Write out only the lines running from the one that contains "# point at: exposed" to the end of the material, both ends included.

□ □ □

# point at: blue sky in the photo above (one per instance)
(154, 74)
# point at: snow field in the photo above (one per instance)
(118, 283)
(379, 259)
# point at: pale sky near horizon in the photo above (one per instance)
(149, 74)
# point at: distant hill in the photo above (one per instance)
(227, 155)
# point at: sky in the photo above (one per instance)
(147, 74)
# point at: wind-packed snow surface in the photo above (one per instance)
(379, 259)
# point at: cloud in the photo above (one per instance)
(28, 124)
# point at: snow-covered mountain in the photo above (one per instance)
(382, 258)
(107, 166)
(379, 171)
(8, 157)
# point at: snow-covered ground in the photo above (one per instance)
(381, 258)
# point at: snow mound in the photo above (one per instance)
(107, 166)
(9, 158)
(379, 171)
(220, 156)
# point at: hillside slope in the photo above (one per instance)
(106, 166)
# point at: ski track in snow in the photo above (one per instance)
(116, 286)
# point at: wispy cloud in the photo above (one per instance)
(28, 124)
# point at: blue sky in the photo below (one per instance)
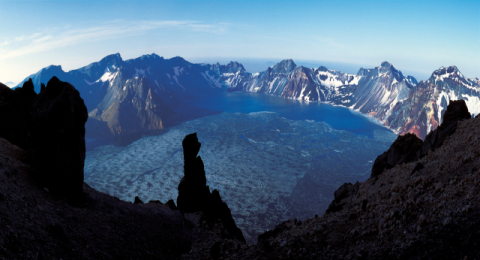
(417, 37)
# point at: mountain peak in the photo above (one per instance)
(322, 68)
(386, 64)
(285, 66)
(363, 72)
(114, 57)
(443, 72)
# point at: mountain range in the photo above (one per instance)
(151, 93)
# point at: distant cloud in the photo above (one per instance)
(45, 41)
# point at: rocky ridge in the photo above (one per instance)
(406, 212)
(384, 93)
(48, 212)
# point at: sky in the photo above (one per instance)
(417, 37)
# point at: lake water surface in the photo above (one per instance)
(271, 158)
(339, 118)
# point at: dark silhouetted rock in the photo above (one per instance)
(58, 138)
(344, 191)
(194, 194)
(364, 204)
(27, 91)
(417, 168)
(137, 200)
(192, 190)
(171, 205)
(456, 110)
(403, 150)
(217, 209)
(14, 117)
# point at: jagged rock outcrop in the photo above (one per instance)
(424, 209)
(194, 194)
(27, 91)
(403, 150)
(346, 190)
(58, 120)
(408, 148)
(456, 110)
(37, 225)
(14, 115)
(52, 126)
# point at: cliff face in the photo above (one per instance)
(47, 212)
(427, 208)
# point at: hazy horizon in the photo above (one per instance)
(417, 37)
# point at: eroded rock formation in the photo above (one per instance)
(403, 150)
(52, 126)
(456, 110)
(194, 194)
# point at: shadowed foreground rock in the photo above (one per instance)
(194, 194)
(403, 150)
(423, 208)
(58, 138)
(51, 125)
(15, 107)
(409, 147)
(456, 110)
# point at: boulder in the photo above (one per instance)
(456, 110)
(58, 138)
(403, 150)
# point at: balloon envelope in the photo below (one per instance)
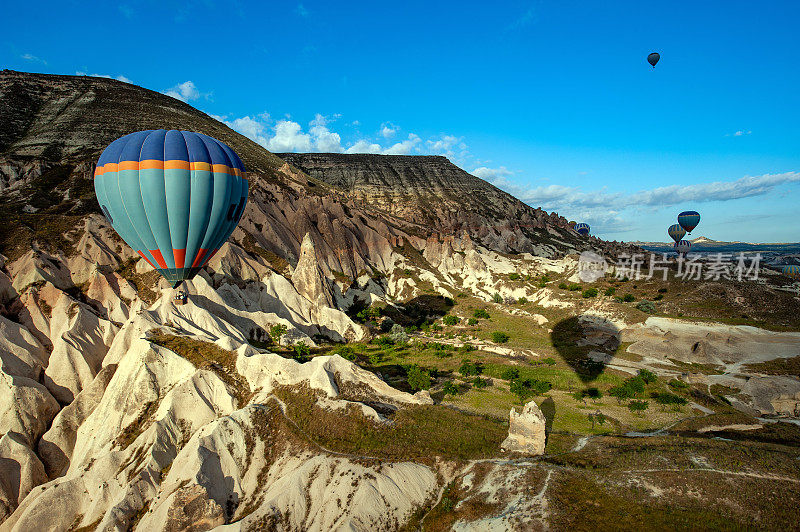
(683, 246)
(173, 196)
(792, 271)
(676, 232)
(689, 220)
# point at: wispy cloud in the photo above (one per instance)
(186, 92)
(287, 135)
(33, 59)
(107, 76)
(526, 18)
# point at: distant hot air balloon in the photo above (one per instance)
(792, 271)
(582, 229)
(173, 196)
(689, 220)
(676, 232)
(683, 247)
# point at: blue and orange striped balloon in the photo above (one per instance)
(792, 271)
(676, 232)
(173, 196)
(689, 220)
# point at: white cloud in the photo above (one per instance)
(32, 58)
(118, 78)
(405, 147)
(388, 130)
(289, 136)
(496, 176)
(184, 92)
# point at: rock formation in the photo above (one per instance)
(526, 431)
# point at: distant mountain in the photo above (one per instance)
(704, 244)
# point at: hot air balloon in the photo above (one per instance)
(792, 271)
(676, 232)
(689, 220)
(173, 196)
(683, 247)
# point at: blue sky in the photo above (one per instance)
(552, 101)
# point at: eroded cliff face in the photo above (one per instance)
(110, 429)
(430, 192)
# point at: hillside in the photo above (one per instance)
(357, 336)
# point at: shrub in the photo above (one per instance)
(638, 406)
(398, 334)
(648, 376)
(646, 306)
(500, 337)
(666, 398)
(346, 352)
(301, 351)
(383, 341)
(481, 314)
(418, 378)
(277, 331)
(480, 382)
(469, 368)
(451, 320)
(450, 388)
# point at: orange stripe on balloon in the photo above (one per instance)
(180, 257)
(145, 258)
(159, 258)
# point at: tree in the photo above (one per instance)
(500, 337)
(418, 378)
(451, 320)
(301, 351)
(277, 331)
(450, 388)
(398, 334)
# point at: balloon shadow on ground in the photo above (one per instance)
(586, 343)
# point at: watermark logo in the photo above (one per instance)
(591, 267)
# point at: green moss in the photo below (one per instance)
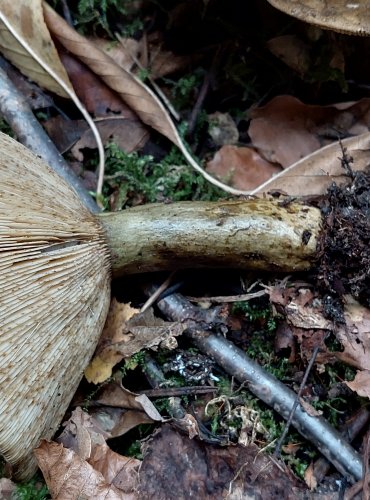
(134, 177)
(35, 489)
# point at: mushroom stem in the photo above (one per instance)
(253, 234)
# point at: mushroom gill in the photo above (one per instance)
(54, 297)
(352, 18)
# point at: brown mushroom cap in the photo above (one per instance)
(343, 16)
(54, 297)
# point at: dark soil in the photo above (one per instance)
(345, 255)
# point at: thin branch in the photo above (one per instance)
(266, 387)
(16, 111)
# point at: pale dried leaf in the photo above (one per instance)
(315, 173)
(69, 477)
(52, 308)
(116, 469)
(123, 410)
(132, 91)
(222, 129)
(355, 335)
(82, 433)
(7, 489)
(123, 53)
(27, 19)
(309, 477)
(245, 167)
(361, 383)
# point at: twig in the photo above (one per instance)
(229, 298)
(280, 442)
(199, 102)
(178, 391)
(16, 111)
(158, 292)
(349, 431)
(68, 90)
(266, 387)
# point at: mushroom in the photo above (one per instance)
(352, 18)
(56, 260)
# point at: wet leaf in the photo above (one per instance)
(26, 18)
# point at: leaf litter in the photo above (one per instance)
(299, 141)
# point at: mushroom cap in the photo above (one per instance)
(343, 16)
(54, 297)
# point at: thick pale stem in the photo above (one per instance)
(252, 234)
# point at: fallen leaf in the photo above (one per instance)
(8, 489)
(174, 463)
(245, 168)
(309, 477)
(99, 98)
(222, 129)
(286, 130)
(292, 50)
(84, 436)
(124, 336)
(129, 135)
(137, 95)
(69, 477)
(121, 410)
(26, 18)
(123, 52)
(355, 335)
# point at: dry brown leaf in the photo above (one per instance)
(245, 166)
(125, 335)
(361, 383)
(8, 489)
(292, 51)
(37, 57)
(117, 470)
(69, 477)
(355, 335)
(222, 129)
(81, 433)
(285, 129)
(118, 421)
(84, 436)
(137, 95)
(27, 19)
(175, 466)
(99, 99)
(315, 173)
(107, 356)
(309, 477)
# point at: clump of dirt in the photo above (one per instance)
(345, 246)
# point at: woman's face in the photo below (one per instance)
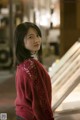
(32, 40)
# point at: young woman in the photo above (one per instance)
(33, 85)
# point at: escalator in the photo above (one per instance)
(65, 79)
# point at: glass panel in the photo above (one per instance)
(72, 102)
(66, 76)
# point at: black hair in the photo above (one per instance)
(20, 32)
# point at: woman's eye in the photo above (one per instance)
(30, 37)
(37, 35)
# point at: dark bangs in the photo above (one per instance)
(21, 30)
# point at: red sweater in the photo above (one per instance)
(33, 101)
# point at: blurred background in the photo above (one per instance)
(59, 21)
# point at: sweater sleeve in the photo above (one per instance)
(40, 101)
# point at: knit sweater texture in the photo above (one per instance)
(33, 88)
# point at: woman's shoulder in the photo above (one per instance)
(27, 64)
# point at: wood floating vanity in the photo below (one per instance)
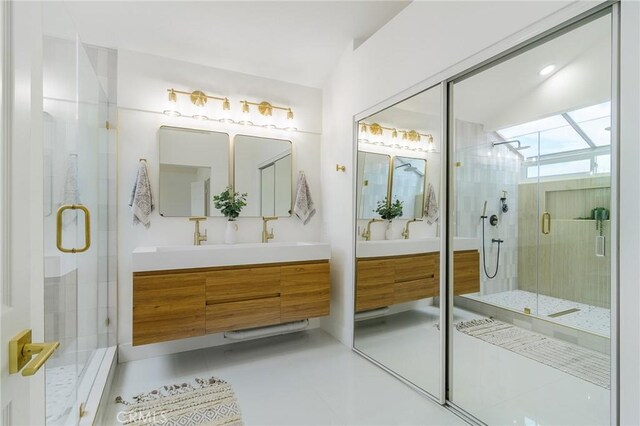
(180, 303)
(389, 280)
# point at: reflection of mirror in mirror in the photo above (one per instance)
(263, 169)
(373, 182)
(194, 166)
(408, 185)
(397, 264)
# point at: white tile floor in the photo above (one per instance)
(496, 385)
(305, 378)
(589, 318)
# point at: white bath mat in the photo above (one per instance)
(585, 364)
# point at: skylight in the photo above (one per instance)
(556, 134)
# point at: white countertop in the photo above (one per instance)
(380, 248)
(204, 256)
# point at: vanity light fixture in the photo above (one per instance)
(266, 108)
(198, 98)
(173, 101)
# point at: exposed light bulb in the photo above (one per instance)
(547, 70)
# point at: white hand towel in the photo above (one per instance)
(431, 206)
(71, 192)
(303, 207)
(141, 198)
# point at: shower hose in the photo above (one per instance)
(484, 253)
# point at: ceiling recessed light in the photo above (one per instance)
(547, 70)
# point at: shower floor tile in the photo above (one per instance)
(589, 318)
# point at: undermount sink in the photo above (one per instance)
(185, 257)
(381, 248)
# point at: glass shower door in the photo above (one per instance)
(75, 203)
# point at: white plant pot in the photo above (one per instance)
(231, 233)
(388, 232)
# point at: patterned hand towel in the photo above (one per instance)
(71, 191)
(303, 207)
(431, 206)
(141, 201)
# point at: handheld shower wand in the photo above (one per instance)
(493, 240)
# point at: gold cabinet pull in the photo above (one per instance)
(21, 350)
(87, 228)
(546, 223)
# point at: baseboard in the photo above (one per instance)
(127, 352)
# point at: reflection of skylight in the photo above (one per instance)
(592, 112)
(533, 127)
(555, 134)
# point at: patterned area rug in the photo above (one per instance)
(585, 364)
(205, 402)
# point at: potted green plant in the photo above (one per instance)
(230, 204)
(389, 211)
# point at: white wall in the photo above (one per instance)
(142, 83)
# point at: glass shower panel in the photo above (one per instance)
(531, 259)
(75, 176)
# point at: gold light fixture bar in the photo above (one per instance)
(265, 108)
(411, 135)
(199, 98)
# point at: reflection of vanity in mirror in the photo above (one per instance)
(263, 170)
(398, 262)
(194, 166)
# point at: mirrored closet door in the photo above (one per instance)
(531, 152)
(398, 240)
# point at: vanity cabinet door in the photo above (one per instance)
(168, 306)
(466, 272)
(305, 291)
(374, 283)
(415, 277)
(234, 284)
(241, 314)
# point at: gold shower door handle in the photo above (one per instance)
(87, 228)
(546, 223)
(21, 350)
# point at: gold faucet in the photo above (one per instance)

□ □ □

**TASK ANSWER**
# point at: exposed light bulb in the photo above (one per instance)
(547, 70)
# point at: white hand towel in the photo above (one per instance)
(431, 206)
(71, 192)
(303, 207)
(141, 198)
# point at: shower hose in the photo above (one per instance)
(484, 253)
# point at: ceiling recessed light in the photo above (one per instance)
(547, 70)
# point at: shower floor tile in the photo above (one per instance)
(589, 318)
# point at: undermount sink in the photo above (one per instance)
(185, 257)
(381, 248)
# point at: glass shower door in the photo above (one per instance)
(75, 203)
# point at: white plant pot in the photo above (one per instance)
(231, 233)
(388, 232)
# point at: patterned hand towel in the photo above (one per instance)
(71, 191)
(303, 207)
(431, 206)
(141, 201)
# point at: handheld shower wand in the photo above (one per instance)
(493, 240)
# point at: gold cabinet pull in the photo above (one per instance)
(21, 350)
(87, 228)
(546, 223)
# point at: baseboard in the photo above (one per instance)
(127, 352)
# point at: reflection of skylight in the photo above (one per instance)
(592, 112)
(533, 127)
(555, 134)
# point at: patterned area rug in the photo above (one per instance)
(585, 364)
(205, 402)
# point at: potted green plant in the photo above (one per instance)
(230, 204)
(389, 211)
# point at: white wall in the photo above (one per instance)
(142, 83)
# point at: glass shower panel in the photo above (one per instance)
(531, 259)
(75, 176)
# point at: gold light fixture bar in the photo above (one per instance)
(265, 108)
(411, 135)
(199, 98)
# point at: reflection of vanity in mirror in the photo above (one per instance)
(263, 170)
(398, 262)
(194, 166)
# point at: mirrored closet door in the photo above (one per instance)
(531, 152)
(398, 240)
# point at: vanity cabinet door in the photo above (one per instance)
(168, 306)
(466, 272)
(305, 291)
(374, 283)
(415, 277)
(234, 284)
(241, 314)
# point at: gold shower door handle in the photo above (one per instance)
(87, 228)
(546, 223)
(21, 350)
# point at: gold faucet in the photo above (one per instance)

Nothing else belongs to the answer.